WORK TO DO
Here are some entries; quote each one exactly.

— START OF RECORDS TO PROCESS —

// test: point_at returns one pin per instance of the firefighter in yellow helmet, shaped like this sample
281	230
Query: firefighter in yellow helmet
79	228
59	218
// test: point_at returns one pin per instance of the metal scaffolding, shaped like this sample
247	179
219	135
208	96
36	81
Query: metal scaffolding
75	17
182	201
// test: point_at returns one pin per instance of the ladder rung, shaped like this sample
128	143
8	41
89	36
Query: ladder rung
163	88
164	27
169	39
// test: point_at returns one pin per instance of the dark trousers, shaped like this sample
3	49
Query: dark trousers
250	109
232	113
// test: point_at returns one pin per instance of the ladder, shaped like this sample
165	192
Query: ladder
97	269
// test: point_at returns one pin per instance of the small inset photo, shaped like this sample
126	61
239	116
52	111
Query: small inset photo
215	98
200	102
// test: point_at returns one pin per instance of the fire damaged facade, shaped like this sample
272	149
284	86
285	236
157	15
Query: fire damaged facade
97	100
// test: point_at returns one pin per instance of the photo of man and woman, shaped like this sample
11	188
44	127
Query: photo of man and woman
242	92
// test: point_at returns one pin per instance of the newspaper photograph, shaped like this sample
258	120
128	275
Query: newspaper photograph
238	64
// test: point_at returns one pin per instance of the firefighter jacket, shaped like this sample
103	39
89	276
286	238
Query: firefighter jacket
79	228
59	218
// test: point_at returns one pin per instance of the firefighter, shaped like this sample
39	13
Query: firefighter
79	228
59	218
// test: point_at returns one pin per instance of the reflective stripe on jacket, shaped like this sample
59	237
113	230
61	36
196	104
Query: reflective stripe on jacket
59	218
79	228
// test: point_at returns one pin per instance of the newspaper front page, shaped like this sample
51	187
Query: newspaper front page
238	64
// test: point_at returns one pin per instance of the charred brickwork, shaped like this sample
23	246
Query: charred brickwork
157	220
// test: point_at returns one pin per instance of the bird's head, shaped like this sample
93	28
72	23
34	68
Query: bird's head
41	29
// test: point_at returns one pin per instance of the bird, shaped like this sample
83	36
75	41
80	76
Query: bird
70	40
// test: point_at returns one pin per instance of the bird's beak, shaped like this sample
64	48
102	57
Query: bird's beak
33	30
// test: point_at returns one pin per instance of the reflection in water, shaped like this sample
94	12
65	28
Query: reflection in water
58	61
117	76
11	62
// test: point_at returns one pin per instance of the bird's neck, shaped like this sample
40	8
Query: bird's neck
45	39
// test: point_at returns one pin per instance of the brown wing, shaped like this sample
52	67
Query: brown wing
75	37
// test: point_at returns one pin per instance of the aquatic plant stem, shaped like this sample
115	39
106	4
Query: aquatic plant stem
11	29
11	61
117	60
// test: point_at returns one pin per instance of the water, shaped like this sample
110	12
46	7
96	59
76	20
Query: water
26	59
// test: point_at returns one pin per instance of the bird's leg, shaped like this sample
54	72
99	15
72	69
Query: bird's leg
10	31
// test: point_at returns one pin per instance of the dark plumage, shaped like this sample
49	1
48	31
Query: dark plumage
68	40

— END OF RECORDS TO PROCESS —

FINAL RESULT
// test: point_at returns one pin per instance of the firefighter in yellow helmet, shaped like this sample
281	230
Query: firefighter in yellow helmet
79	228
59	218
// test: point_at returns one pin per instance of the metal scaffolding, shaped like this sample
247	179
219	135
208	96
36	81
Query: metal scaffolding
75	17
182	201
// test: point_at returns one pin per instance of the ladder rung, shaped like this sample
128	143
8	41
89	36
Query: ladder rung
163	88
164	27
169	39
// test: point_at returns one pin per instance of the dark trousers, shaped like this sample
3	49
Query: dark trousers
250	109
232	113
// test: point_at returns one pin per instance of the ladder, shaped like this sample
165	192
Query: ladder
97	269
// test: point_at returns one pin per instance of the small inset photo, shaped like this sample
126	61
239	116
52	111
Query: small inset photo
215	98
200	102
// test: point_at returns one pin per instance of the fire damaged facade, shaped like this sample
272	149
284	86
285	236
157	15
Query: fire damaged facade
97	100
// test: point_at returns one pin per instance of the photo of man and woman, shaped like this sample
11	188
44	127
Query: photo of man and woman
242	92
// test: point_at returns one pin per instance of the newspaper photograph, shaped like this sample
258	120
128	275
Query: newspaper photograph
238	64
// test: point_at returns one pin per instance of the firefighter jacket, shaped like this sample
103	39
89	276
286	238
Query: firefighter jacket
79	228
59	218
// test: point_at returns one pin per instance of the firefighter, shaped like this sample
39	13
Query: firefighter
79	228
59	218
// test: point_at returns one pin per instance of the reflective stripe on jacket, shaped like this sample
59	237
113	230
61	36
196	104
Query: reflective stripe on jacket
59	218
79	228
// test: point_at returns one pin per instance of the newspaper front page, shaped like this sample
51	187
Query: newspaper front page
238	64
// test: point_at returns one pin per instance of the charred brickwork, shaped like this sample
23	246
Query: charred brickwork
157	220
// test: point_at returns one pin per instance of the bird's head, shaped like this sample
93	28
72	23
34	68
Query: bird's head
41	29
// test: point_at returns one pin per instance of the bird, shaped like this sample
83	36
75	41
80	76
Query: bird
70	40
// test: point_at returns one pin per instance of the bird's beak, shaped like this sample
64	48
102	57
Query: bird's beak
33	30
// test: point_at returns one pin per instance of the reflection in water, shaped like this sample
94	12
65	28
Query: reflection in water
58	61
117	76
11	62
// test: point_at returns one pin per instance of the bird's neck, shaped like this sample
40	8
Query: bird's neck
45	39
// test: point_at returns one pin per instance of the brown wing, shaped like this sample
52	67
Query: brown wing
75	37
// test: point_at returns one pin per instance of the aquatic plant stem, shaped like this sample
115	39
106	4
Query: aquatic plant stem
11	29
11	61
117	60
// test: point_at returns one pin per instance of the water, shaped like this sample
110	12
46	7
96	59
76	20
Query: water
26	59
// test: point_at returns one pin per instance of the bird's leg, shaped like this sample
54	72
99	15
72	69
Query: bird's leg
10	31
// test: point_at returns one pin per instance of the dark plumage, shaped like this sample
49	1
48	31
Query: dark plumage
68	40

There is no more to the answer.